Natural-language object grounding data
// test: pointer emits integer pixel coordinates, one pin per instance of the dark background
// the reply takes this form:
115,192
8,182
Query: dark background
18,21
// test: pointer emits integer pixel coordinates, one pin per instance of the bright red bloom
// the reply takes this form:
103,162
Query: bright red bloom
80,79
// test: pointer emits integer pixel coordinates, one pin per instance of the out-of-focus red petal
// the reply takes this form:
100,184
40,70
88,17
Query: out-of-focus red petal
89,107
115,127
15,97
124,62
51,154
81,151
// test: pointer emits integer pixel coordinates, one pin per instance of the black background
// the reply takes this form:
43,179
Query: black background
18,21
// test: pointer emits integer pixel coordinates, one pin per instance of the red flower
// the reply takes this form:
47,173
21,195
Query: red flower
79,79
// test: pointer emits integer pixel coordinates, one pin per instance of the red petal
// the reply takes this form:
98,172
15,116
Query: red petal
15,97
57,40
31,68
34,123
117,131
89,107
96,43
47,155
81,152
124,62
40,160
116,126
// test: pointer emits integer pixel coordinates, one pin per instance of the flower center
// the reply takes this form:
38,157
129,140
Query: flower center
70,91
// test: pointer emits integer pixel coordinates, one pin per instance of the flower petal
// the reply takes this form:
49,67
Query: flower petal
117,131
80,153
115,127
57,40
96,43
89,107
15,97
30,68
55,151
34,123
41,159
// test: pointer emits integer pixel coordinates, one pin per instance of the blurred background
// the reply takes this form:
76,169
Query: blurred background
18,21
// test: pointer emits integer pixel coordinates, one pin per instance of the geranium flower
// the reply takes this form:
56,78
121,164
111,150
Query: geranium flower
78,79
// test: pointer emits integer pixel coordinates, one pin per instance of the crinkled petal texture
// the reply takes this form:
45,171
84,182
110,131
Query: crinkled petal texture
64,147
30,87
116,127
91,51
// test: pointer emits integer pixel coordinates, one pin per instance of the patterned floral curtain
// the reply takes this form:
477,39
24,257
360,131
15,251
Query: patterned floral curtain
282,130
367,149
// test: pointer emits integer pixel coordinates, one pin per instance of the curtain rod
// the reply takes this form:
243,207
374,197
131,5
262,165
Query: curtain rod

REQUIREMENT:
Please output exactly the lines between the one holding "Query: dark background" and the one holding "the red petal" in the records above, inclusive, and nothing more.

SOLUTION FOR THIS TASK:
Query: dark background
18,21
// test: pointer emits integer pixel coordinates, one pin per instance of the bright red bloom
// the reply takes this form:
103,162
Query: bright red bloom
80,79
// test: pointer emits integer pixel coordinates, one pin per instance of the out-of-focus red petal
// the reply takes this form:
100,184
40,70
88,17
Query: out-of-focus red petal
89,107
115,127
15,97
124,62
51,154
81,151
// test: pointer emits integer pixel coordinates, one pin per instance of the black background
// the reply takes this form:
43,179
Query: black background
18,21
// test: pointer emits integer pixel coordinates, one pin per instance of the red flower
// the reply takes this form:
47,173
21,195
Query: red flower
79,79
// test: pointer emits integer pixel coordinates, one pin per instance of the red petal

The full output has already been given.